→ **Prompt**: Each line below from the "column 219, row 224" line through the "column 932, row 255" line, those two included, must be restated word for word; the pictures must not be.

→ **Data to examine**:
^^^^
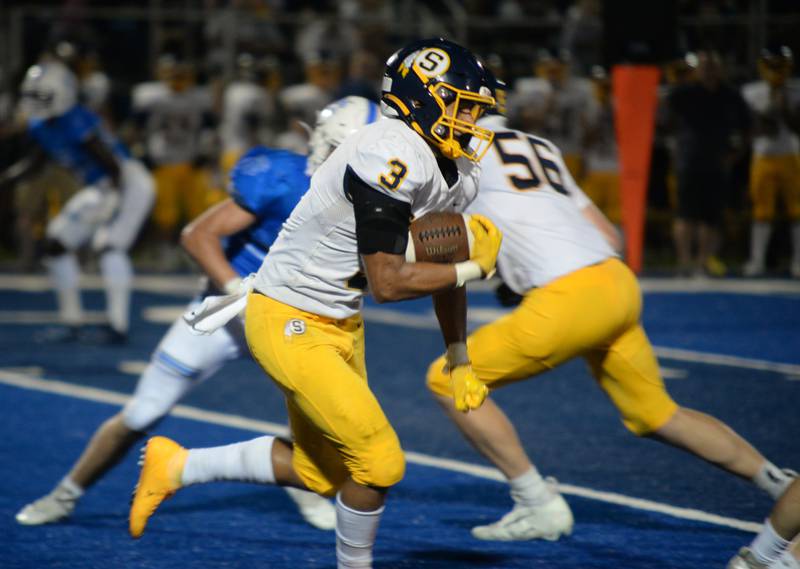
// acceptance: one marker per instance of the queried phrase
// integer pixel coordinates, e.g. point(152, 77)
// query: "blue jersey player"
point(229, 242)
point(106, 214)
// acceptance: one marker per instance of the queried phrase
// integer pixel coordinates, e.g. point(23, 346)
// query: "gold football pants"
point(338, 426)
point(771, 178)
point(592, 312)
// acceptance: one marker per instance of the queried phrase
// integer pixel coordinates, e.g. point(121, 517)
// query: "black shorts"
point(701, 194)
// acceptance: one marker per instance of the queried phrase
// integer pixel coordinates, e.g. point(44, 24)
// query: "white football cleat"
point(48, 509)
point(745, 560)
point(315, 509)
point(753, 269)
point(548, 521)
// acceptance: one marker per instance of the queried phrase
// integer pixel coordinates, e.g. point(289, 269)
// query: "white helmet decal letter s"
point(432, 62)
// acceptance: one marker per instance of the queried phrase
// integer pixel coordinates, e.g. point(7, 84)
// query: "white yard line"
point(21, 380)
point(188, 284)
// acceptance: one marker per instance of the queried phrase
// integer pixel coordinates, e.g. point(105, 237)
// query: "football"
point(439, 237)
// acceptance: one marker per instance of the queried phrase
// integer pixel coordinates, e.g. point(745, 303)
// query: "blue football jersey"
point(268, 183)
point(63, 139)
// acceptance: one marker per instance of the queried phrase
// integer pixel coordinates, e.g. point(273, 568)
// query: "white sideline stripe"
point(186, 412)
point(47, 317)
point(722, 359)
point(189, 284)
point(428, 322)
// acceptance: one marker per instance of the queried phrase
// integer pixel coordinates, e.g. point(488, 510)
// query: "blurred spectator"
point(601, 182)
point(775, 168)
point(709, 120)
point(582, 34)
point(174, 116)
point(248, 111)
point(364, 75)
point(555, 104)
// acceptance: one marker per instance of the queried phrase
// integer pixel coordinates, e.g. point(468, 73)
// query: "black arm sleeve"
point(381, 221)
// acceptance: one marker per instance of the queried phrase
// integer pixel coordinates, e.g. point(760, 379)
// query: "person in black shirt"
point(710, 121)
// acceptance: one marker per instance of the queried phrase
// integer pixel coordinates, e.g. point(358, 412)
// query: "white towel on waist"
point(216, 311)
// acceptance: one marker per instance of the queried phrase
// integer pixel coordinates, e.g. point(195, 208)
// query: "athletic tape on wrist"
point(467, 271)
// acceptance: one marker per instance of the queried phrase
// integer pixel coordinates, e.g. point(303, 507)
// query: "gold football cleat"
point(162, 464)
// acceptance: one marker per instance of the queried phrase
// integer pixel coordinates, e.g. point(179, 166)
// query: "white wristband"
point(232, 286)
point(467, 271)
point(457, 354)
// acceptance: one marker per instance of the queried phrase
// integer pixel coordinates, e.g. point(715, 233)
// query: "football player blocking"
point(303, 319)
point(266, 185)
point(579, 300)
point(105, 215)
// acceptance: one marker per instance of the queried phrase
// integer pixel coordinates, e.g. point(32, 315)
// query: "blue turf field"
point(566, 423)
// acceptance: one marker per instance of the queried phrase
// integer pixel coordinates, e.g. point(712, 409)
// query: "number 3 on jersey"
point(395, 176)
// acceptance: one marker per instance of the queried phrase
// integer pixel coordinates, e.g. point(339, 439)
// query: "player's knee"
point(53, 247)
point(437, 380)
point(648, 421)
point(143, 412)
point(115, 266)
point(384, 467)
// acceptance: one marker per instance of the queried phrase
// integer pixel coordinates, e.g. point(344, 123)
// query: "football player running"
point(106, 214)
point(775, 168)
point(773, 548)
point(303, 320)
point(579, 300)
point(229, 241)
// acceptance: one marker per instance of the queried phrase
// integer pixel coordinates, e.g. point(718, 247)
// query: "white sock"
point(796, 242)
point(355, 535)
point(786, 561)
point(530, 489)
point(65, 276)
point(772, 480)
point(250, 461)
point(759, 240)
point(115, 266)
point(768, 545)
point(69, 488)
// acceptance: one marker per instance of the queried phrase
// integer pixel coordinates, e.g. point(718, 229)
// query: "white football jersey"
point(785, 141)
point(174, 121)
point(314, 264)
point(564, 108)
point(242, 102)
point(526, 190)
point(601, 154)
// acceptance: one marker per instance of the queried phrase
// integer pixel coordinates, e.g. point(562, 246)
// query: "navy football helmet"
point(429, 84)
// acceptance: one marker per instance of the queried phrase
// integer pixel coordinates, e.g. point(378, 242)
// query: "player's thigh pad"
point(338, 425)
point(555, 323)
point(764, 181)
point(169, 179)
point(181, 361)
point(138, 195)
point(74, 225)
point(790, 185)
point(628, 372)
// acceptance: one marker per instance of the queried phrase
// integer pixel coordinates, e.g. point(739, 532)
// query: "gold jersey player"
point(303, 321)
point(560, 253)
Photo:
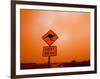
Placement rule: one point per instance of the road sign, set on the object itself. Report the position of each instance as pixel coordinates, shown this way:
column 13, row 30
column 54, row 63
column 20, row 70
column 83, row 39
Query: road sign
column 49, row 51
column 50, row 37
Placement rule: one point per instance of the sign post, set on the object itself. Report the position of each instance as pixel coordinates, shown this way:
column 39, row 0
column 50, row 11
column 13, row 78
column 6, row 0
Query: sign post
column 50, row 37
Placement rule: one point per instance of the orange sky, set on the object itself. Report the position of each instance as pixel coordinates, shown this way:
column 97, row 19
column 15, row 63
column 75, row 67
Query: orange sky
column 72, row 29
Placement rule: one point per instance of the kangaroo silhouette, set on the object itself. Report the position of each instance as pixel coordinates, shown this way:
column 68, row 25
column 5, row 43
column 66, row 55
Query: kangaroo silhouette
column 50, row 36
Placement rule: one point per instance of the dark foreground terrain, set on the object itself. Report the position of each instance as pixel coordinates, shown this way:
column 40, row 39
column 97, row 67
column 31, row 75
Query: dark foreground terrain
column 54, row 65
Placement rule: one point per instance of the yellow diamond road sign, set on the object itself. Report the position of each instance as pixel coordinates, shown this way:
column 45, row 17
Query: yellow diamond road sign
column 50, row 37
column 49, row 51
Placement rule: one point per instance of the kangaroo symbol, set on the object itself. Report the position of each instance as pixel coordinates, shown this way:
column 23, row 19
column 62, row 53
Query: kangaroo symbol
column 50, row 36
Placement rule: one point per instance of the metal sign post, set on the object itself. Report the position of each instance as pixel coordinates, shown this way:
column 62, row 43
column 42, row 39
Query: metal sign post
column 50, row 37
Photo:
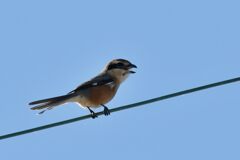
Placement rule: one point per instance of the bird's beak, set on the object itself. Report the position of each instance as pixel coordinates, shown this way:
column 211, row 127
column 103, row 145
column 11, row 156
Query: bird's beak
column 132, row 66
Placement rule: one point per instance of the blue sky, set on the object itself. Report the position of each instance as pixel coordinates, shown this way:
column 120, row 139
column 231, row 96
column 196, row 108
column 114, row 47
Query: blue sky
column 50, row 47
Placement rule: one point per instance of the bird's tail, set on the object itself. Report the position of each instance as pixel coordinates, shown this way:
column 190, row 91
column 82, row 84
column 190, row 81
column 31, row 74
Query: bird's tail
column 51, row 102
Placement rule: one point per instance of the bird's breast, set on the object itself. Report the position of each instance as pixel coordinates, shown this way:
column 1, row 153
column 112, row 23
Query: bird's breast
column 96, row 96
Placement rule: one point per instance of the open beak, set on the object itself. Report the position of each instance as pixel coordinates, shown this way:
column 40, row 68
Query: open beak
column 132, row 66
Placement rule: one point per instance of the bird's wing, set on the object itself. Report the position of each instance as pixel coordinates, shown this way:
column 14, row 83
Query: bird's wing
column 96, row 81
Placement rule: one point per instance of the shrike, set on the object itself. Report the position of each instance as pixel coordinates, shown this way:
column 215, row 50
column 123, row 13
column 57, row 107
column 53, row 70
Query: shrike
column 94, row 93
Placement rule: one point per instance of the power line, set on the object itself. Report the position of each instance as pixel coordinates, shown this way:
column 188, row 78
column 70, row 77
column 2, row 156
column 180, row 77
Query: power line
column 15, row 134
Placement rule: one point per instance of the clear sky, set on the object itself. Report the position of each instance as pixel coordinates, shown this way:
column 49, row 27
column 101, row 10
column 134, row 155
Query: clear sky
column 49, row 47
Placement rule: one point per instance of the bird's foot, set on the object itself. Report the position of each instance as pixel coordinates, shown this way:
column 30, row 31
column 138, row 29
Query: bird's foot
column 106, row 111
column 93, row 114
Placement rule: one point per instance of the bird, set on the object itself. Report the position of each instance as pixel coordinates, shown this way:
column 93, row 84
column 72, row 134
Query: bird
column 94, row 93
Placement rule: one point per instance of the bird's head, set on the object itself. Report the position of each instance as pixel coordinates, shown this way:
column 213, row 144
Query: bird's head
column 120, row 69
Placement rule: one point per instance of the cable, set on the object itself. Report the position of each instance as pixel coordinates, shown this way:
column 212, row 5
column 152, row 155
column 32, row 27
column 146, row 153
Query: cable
column 121, row 108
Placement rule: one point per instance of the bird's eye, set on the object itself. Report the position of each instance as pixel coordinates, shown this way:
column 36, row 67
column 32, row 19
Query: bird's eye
column 120, row 64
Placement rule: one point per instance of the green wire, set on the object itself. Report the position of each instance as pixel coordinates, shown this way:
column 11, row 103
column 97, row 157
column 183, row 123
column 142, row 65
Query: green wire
column 15, row 134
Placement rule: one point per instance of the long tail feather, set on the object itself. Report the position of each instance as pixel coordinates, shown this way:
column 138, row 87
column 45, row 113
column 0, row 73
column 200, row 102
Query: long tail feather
column 51, row 102
column 50, row 99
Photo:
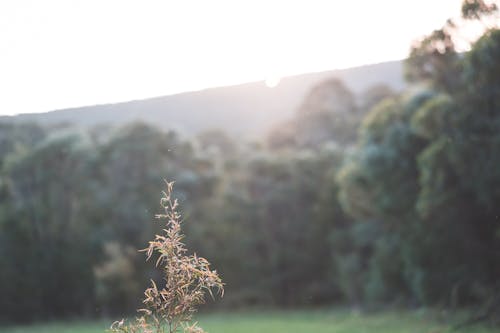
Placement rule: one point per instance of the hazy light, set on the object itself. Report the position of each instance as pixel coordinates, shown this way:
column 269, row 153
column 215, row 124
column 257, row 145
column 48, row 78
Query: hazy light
column 272, row 81
column 57, row 54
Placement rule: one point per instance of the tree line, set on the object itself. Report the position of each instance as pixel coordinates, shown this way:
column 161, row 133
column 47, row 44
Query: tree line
column 391, row 199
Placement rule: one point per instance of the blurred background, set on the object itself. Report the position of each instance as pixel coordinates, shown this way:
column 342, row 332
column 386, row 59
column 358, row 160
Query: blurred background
column 367, row 177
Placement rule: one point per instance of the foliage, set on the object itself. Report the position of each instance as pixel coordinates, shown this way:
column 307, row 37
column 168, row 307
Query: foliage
column 186, row 277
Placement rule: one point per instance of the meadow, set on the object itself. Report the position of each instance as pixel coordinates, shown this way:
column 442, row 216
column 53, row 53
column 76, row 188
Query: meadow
column 327, row 321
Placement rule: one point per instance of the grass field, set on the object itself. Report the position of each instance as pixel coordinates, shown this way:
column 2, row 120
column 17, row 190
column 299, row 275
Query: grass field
column 324, row 321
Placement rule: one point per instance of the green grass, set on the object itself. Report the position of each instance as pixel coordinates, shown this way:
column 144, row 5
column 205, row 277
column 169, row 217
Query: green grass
column 323, row 321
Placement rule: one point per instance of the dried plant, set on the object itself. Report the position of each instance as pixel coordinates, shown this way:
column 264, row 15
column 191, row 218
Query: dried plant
column 187, row 279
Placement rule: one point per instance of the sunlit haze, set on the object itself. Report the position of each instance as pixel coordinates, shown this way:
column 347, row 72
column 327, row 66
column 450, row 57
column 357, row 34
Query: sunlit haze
column 61, row 54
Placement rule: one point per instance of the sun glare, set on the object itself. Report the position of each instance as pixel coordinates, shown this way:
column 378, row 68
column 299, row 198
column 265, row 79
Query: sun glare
column 272, row 81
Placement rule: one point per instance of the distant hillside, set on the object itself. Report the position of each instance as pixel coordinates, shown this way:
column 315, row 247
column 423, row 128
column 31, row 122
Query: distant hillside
column 246, row 110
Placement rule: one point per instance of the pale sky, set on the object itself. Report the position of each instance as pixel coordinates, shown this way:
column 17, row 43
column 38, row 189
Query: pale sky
column 66, row 53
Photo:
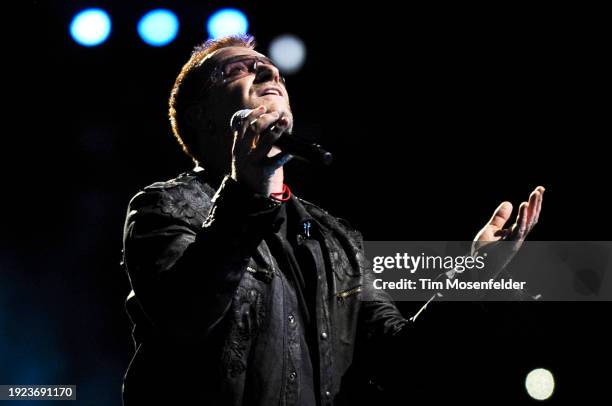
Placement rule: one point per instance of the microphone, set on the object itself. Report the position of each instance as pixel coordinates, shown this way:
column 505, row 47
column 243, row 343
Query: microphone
column 289, row 143
column 307, row 151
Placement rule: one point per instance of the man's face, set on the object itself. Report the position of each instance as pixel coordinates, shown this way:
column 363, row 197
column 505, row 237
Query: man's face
column 248, row 91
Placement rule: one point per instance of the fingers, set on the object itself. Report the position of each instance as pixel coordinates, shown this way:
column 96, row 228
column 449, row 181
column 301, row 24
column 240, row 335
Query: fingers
column 539, row 204
column 269, row 137
column 535, row 206
column 249, row 126
column 519, row 230
column 501, row 215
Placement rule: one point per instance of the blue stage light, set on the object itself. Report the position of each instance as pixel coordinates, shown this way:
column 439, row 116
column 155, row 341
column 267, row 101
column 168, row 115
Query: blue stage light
column 158, row 27
column 90, row 27
column 227, row 21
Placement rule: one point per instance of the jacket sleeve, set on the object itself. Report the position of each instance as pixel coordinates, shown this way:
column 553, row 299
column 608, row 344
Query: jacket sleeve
column 183, row 276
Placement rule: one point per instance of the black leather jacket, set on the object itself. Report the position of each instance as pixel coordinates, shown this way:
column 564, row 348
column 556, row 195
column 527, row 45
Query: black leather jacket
column 215, row 319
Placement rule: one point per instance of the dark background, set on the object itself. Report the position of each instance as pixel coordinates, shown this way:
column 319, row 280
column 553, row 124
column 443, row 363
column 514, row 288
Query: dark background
column 435, row 115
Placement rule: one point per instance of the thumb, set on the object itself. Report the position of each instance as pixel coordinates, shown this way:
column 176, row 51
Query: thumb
column 501, row 215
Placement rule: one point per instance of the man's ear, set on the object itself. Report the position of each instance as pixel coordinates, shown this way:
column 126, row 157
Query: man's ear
column 194, row 116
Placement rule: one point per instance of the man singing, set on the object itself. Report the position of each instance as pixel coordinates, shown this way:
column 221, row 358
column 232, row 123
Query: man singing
column 242, row 292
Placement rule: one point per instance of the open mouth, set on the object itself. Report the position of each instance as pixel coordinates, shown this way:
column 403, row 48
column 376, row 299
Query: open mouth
column 270, row 92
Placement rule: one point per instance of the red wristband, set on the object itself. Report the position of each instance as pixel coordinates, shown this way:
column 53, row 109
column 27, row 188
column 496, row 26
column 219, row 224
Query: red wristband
column 282, row 196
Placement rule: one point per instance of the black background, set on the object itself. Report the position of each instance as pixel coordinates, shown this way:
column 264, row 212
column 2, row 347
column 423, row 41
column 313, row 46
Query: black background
column 434, row 114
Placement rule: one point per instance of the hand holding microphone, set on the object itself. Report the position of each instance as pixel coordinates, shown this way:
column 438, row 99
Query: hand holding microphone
column 256, row 132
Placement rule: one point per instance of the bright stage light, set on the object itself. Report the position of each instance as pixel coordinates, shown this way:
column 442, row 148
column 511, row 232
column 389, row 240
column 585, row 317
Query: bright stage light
column 158, row 27
column 540, row 384
column 90, row 27
column 288, row 52
column 227, row 21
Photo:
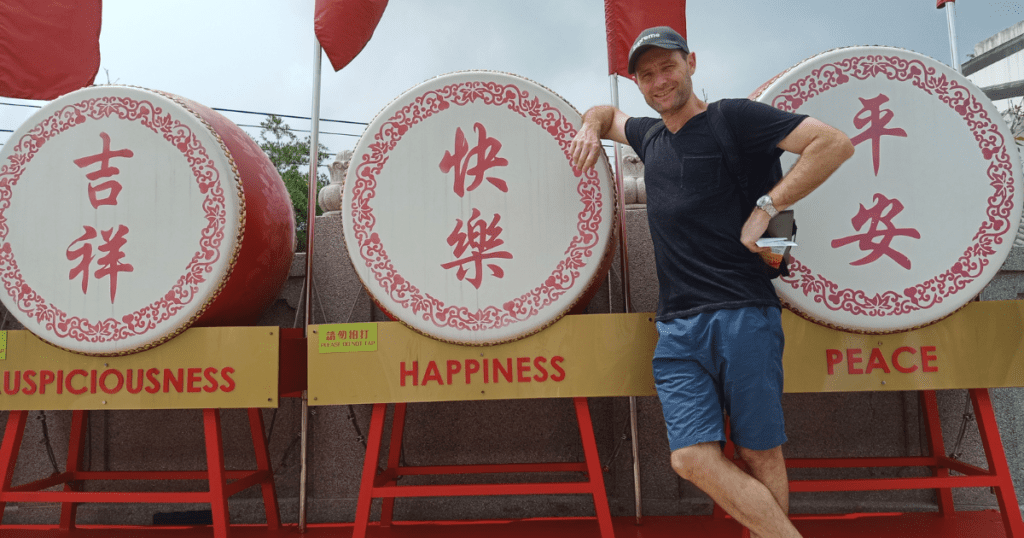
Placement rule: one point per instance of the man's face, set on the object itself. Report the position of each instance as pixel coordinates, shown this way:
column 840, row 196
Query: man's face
column 664, row 78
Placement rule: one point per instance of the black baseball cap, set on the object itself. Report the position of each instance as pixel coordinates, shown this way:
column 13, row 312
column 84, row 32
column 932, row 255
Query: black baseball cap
column 662, row 37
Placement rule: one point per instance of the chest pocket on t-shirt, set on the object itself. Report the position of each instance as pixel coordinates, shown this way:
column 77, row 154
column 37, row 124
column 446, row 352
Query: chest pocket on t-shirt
column 704, row 175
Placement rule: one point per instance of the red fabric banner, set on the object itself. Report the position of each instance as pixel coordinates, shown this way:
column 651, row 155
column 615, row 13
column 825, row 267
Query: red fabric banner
column 624, row 19
column 48, row 47
column 344, row 27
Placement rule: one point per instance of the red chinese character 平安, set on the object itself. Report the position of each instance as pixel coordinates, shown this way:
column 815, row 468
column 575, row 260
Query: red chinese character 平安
column 876, row 119
column 877, row 240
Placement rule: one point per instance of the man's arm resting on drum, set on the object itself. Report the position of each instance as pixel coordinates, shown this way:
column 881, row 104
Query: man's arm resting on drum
column 822, row 149
column 599, row 122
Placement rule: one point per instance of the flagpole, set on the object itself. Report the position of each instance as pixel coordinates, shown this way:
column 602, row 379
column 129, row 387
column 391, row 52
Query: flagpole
column 624, row 260
column 951, row 23
column 308, row 286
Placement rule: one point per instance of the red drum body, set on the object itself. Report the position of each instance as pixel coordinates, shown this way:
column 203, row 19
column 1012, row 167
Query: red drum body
column 464, row 217
column 127, row 215
column 923, row 216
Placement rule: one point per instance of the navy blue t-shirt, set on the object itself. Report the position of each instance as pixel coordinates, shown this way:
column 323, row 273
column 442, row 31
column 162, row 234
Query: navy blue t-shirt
column 695, row 209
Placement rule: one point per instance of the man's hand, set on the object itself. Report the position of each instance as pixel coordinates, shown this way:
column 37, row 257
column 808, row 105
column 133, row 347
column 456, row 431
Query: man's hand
column 755, row 226
column 599, row 122
column 586, row 147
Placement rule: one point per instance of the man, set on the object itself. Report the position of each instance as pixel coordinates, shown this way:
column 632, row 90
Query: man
column 719, row 320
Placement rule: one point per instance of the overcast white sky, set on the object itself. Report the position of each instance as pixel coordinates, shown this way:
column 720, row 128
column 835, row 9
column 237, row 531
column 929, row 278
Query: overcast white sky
column 258, row 54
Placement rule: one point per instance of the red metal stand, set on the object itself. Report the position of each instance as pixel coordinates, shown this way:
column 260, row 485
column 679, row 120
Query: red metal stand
column 996, row 477
column 223, row 483
column 384, row 486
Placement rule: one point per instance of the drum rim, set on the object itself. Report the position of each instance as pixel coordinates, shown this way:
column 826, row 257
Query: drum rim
column 215, row 282
column 993, row 261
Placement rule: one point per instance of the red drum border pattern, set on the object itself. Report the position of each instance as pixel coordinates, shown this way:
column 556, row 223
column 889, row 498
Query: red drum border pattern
column 184, row 291
column 971, row 264
column 406, row 293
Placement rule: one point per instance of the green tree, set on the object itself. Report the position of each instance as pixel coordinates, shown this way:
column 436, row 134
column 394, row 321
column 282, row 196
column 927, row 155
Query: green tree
column 291, row 156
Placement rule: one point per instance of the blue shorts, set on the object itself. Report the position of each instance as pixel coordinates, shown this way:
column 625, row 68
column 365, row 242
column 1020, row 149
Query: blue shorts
column 731, row 361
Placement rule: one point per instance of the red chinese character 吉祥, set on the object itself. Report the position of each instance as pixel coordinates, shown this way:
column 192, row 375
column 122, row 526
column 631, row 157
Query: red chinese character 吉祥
column 883, row 213
column 105, row 170
column 480, row 238
column 872, row 115
column 110, row 263
column 485, row 153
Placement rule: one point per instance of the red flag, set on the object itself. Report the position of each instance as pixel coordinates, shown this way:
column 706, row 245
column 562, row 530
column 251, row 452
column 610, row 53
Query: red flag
column 624, row 19
column 48, row 47
column 344, row 27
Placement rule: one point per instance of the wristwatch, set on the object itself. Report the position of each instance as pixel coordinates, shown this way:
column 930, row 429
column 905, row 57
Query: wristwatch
column 764, row 203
^^^^
→ **Exercise response**:
column 219, row 224
Query: red wristband
column 282, row 196
Placement rule: one point per instance of the black background, set on the object itself. Report the position of each instance as pixel coordinates, shown this way:
column 264, row 212
column 2, row 347
column 423, row 41
column 313, row 46
Query: black background
column 434, row 114
Placement rule: one point per instance of the hand holding microphone, set on the object itself. Report the position of each instance as pixel coordinates, shown this way:
column 438, row 99
Query: hand holding microphone
column 256, row 132
Placement rule: one point per instance of the bright stage light, set on the object itself. Report the position of each instance as pixel coordinates, shown this way:
column 442, row 148
column 511, row 232
column 389, row 240
column 585, row 317
Query: bright stage light
column 158, row 27
column 540, row 384
column 90, row 27
column 288, row 52
column 227, row 21
Photo:
Placement rule: one point per instance of the man's face, set on the object itself. Report the position of each instance as pixel coordinates, shown this way:
column 840, row 196
Query: man's face
column 664, row 78
Placement rule: one point per instance of the black baseball cap, set on the object itself. Report the position of each instance as pixel coordinates, shown this way:
column 13, row 312
column 84, row 32
column 932, row 255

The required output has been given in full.